**課題文:**
近年、終活と言う言葉が浸透してきている。
終活とは自分の人生の最後に向けて考え行動することである。しかし、人生の最後の瞬間まで健康であることは難しく、病院にて人生を終える方は多い。
私は病院に勤務している、医療従事者であるため、そのような方々を数多く目にしてきた。
終末期リハビリテーション
病院にはターミナルケアという言葉がある。これは身体に負担がかかる医学的治療は行わず、痛みは和らげるものの、特別な延命治療などは行わず、ありのままの状態で最後を迎えさせるという考え方である。
そんなターミナルケアには、いわゆる「終活」に似た部分があると考えている。余命間もない方となると、出来ることは多くない。だからこそ、そんな本人に対して、病院が支援をする「終活」と考えることができないだろうか。
では具体的にどんな支援があるかというと、リハビリである。
病院において人生の最後を送る高齢者は認知症を患うことは珍しくない。また、手足の自由もうまく効かずに1人で歩けない、トイレを行えない、食事も取れない方が数多くいる現状がある。
リハビリと聞くとスポーツ選手が怪我をした際に社会に復活するために行うものと考えることが多いが、実際は少子高齢化に伴い、高齢者のリハビリが多い現状である。

**提供データ:**
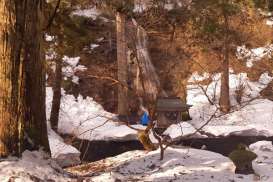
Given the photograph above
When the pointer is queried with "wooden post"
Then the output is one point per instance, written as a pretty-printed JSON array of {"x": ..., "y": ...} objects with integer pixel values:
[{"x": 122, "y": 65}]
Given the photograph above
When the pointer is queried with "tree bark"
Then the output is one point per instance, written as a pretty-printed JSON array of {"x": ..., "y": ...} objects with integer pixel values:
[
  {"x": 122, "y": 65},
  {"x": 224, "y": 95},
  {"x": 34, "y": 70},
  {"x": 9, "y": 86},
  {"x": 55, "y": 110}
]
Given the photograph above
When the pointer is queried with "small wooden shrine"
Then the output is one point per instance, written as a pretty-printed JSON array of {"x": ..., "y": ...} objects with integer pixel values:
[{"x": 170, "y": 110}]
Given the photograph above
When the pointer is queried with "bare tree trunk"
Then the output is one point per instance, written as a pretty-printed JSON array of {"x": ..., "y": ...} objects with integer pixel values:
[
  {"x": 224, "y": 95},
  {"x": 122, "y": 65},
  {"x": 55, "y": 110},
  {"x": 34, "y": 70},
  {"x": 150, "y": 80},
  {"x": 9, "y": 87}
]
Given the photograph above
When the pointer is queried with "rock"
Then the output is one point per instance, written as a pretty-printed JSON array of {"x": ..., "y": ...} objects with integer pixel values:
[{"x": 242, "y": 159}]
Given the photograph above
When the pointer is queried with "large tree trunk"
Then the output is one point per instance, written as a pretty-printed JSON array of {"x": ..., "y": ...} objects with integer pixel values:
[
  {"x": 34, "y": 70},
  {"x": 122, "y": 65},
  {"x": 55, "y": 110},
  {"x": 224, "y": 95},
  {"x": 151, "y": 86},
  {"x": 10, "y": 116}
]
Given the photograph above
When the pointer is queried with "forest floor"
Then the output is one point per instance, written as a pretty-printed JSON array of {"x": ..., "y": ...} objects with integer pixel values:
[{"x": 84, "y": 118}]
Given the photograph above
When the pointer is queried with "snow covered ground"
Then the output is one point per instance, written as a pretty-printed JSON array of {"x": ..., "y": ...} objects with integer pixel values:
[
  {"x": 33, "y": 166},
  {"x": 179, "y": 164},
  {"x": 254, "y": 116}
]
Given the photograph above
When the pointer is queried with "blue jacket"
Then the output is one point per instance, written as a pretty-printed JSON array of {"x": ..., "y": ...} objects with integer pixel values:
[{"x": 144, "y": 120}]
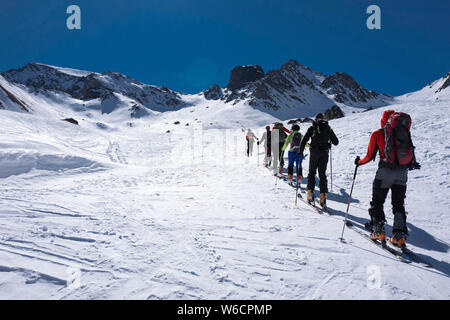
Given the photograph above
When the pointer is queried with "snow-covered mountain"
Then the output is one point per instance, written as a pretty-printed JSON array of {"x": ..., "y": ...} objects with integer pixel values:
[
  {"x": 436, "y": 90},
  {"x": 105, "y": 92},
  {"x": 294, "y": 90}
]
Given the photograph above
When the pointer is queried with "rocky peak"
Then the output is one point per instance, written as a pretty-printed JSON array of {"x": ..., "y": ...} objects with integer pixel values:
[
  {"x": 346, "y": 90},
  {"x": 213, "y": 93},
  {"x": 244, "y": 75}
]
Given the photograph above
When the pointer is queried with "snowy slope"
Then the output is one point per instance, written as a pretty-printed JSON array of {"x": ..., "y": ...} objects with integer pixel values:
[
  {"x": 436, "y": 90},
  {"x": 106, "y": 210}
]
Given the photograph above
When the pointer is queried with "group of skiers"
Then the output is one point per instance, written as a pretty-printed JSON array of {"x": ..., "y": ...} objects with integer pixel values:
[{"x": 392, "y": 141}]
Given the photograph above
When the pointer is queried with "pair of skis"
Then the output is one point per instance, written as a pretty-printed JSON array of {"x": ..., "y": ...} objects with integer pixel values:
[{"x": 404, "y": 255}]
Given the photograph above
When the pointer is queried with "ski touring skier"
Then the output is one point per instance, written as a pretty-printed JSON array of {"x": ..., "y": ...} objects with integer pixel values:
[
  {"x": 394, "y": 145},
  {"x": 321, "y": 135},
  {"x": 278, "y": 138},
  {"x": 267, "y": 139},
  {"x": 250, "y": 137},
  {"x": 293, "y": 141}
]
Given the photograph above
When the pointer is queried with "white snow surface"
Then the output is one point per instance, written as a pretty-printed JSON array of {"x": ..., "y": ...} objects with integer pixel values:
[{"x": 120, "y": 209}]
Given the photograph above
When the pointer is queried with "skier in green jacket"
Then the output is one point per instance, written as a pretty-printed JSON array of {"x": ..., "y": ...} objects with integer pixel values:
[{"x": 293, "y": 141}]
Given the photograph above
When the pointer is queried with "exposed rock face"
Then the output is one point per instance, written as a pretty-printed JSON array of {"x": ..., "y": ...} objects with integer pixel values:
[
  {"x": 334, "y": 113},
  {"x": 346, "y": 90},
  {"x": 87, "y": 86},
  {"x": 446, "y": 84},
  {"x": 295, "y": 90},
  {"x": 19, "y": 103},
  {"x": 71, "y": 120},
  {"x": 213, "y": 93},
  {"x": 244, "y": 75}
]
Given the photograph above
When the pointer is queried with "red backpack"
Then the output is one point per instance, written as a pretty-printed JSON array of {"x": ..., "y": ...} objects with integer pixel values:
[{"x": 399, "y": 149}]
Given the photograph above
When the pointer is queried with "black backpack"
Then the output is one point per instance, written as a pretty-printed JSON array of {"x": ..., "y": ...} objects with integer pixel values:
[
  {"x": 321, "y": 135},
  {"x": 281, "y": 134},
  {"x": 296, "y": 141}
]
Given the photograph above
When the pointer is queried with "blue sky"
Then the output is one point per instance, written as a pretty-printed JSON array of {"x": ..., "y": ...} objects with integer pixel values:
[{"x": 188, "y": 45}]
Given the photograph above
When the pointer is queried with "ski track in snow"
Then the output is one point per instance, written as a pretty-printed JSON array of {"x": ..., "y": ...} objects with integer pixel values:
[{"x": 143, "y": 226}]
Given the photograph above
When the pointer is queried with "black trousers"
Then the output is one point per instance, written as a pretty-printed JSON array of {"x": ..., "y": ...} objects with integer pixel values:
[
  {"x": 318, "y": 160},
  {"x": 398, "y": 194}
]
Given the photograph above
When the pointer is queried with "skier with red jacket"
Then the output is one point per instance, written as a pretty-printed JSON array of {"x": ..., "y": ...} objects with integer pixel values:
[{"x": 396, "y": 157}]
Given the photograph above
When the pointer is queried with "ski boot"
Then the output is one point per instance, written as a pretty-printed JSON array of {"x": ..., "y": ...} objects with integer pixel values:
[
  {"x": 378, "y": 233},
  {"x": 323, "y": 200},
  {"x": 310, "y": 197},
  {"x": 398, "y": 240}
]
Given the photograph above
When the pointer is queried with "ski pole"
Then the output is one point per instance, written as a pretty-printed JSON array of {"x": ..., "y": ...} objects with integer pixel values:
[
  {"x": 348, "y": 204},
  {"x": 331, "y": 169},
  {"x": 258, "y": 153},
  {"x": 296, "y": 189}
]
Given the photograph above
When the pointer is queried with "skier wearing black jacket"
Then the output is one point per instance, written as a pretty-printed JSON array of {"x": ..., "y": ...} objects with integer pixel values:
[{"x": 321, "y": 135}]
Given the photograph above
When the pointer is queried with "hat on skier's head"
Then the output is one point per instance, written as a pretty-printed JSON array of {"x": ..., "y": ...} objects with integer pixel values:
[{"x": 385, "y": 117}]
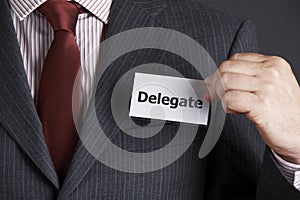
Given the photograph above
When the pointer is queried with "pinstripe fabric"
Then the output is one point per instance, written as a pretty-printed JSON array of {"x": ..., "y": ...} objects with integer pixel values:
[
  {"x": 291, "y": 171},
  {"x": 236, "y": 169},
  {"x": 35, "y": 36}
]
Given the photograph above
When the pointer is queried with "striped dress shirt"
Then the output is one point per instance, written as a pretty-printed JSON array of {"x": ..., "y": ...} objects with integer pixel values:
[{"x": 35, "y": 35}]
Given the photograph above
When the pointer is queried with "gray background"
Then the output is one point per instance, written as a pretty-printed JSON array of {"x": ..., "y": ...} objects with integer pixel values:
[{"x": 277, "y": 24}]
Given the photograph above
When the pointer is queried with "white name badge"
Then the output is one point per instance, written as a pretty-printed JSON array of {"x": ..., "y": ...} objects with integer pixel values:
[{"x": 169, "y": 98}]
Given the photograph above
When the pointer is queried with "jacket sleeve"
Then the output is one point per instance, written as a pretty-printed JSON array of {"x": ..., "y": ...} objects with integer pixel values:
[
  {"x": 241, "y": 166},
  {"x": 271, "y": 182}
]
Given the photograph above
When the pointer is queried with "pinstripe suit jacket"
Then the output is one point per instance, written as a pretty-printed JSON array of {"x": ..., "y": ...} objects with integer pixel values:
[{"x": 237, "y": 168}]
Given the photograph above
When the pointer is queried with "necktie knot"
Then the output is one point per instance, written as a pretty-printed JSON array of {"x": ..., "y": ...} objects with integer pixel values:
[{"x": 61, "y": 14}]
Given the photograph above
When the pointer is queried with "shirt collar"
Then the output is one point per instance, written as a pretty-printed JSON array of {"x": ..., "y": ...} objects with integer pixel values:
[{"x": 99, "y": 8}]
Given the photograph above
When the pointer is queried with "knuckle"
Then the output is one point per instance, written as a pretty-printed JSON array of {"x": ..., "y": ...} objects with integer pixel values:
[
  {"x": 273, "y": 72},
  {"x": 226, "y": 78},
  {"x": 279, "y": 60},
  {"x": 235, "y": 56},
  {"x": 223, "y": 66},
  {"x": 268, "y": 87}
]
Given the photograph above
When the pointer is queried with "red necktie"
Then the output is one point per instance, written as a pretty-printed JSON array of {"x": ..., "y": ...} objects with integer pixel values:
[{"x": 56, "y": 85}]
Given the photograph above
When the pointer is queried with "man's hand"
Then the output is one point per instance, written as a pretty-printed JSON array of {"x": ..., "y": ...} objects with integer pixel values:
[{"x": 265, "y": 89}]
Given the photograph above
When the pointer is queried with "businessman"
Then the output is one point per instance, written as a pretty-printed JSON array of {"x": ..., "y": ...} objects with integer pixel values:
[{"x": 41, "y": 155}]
...
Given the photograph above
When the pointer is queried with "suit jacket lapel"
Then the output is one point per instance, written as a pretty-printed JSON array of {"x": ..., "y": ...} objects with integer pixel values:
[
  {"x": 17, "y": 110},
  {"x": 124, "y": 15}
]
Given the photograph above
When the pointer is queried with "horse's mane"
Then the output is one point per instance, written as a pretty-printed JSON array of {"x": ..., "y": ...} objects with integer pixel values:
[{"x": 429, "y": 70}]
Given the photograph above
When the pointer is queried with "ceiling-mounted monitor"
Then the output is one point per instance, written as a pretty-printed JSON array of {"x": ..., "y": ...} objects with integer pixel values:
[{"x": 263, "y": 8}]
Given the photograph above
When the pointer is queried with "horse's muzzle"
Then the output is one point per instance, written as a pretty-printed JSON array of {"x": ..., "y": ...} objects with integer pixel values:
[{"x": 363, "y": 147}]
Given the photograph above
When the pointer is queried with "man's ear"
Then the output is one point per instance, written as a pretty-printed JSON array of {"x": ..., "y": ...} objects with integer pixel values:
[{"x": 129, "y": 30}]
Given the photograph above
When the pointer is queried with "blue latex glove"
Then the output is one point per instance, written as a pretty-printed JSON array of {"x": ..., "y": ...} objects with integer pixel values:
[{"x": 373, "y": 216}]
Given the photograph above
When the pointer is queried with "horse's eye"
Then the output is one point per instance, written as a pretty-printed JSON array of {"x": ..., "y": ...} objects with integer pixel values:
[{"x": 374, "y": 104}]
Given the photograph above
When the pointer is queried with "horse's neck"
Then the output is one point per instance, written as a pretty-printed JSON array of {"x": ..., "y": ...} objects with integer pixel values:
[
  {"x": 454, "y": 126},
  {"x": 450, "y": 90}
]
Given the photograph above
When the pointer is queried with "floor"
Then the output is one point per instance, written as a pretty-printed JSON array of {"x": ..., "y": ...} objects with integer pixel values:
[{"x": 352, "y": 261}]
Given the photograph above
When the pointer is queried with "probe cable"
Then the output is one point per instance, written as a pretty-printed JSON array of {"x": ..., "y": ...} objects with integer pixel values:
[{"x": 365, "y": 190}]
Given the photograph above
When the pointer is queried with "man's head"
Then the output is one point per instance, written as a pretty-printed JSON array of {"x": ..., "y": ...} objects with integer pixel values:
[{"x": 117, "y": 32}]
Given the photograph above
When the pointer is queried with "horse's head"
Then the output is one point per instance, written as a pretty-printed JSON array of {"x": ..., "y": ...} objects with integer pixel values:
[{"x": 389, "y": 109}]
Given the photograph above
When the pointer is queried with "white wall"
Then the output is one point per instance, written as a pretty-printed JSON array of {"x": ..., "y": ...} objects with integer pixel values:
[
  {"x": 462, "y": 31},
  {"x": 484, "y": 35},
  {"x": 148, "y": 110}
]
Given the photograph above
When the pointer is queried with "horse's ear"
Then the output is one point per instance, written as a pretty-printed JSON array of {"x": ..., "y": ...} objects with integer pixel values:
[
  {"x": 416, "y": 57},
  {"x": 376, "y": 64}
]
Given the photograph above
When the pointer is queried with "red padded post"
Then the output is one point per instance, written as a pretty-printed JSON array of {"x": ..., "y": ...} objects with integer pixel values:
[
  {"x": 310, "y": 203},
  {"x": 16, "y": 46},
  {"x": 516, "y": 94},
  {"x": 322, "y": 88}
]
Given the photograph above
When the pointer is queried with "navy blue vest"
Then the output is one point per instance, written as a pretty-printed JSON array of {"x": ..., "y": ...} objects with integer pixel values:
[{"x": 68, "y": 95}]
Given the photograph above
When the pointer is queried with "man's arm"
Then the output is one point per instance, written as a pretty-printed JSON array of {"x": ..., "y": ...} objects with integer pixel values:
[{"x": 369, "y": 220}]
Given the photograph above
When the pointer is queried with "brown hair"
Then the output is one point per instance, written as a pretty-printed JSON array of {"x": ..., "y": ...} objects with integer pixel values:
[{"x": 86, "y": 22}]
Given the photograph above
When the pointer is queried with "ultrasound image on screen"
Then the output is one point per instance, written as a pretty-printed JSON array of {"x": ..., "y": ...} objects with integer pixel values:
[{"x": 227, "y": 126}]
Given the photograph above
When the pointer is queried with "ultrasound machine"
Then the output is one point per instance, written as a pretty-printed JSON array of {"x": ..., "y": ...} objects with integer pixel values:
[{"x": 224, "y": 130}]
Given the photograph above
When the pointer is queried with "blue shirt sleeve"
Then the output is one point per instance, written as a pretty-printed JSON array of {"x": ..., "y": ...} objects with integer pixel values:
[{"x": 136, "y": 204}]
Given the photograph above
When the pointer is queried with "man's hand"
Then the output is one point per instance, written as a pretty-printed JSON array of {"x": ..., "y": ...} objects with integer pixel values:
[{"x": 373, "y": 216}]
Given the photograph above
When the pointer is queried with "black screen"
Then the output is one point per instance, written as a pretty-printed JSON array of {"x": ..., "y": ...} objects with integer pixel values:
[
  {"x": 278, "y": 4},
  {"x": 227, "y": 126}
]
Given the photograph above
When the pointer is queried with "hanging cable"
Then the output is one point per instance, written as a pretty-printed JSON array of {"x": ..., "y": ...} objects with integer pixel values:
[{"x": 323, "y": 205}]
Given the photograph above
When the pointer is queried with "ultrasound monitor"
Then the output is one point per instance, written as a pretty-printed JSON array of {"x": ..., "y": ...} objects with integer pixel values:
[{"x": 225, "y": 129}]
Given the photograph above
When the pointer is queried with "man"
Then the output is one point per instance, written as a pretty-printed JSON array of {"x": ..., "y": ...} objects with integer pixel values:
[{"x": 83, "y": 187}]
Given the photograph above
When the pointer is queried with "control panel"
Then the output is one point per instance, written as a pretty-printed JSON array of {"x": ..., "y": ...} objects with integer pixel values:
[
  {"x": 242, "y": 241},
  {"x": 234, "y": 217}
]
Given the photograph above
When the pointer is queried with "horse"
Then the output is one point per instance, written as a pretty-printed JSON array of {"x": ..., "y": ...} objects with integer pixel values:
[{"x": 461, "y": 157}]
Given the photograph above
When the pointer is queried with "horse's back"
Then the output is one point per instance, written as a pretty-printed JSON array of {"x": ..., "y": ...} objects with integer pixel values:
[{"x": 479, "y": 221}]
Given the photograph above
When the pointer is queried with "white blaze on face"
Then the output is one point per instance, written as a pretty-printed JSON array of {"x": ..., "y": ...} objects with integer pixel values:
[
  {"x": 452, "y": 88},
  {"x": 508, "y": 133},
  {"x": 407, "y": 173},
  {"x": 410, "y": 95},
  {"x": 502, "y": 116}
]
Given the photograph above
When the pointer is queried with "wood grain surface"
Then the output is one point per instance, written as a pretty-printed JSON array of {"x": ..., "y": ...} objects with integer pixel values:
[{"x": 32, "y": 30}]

**やるべきこと:**
終活とリハビリについての文章をもとに、次の問いにそれぞれ答えなさい。
1. 終活とは何であると述べられているか。
2. ターミナルケアでは、どのような治療を行わないとされているか。
3. 高齢者のリハビリが多い現状は、何に伴うものとされているか。
記録は、終活とリハビリについての文章とは別個の資料である。

**解答:**
1. 自分の人生の最後に向けて考え行動すること。
2. 身体に負担がかかる医学的治療と、特別な延命治療。
3. 少子高齢化。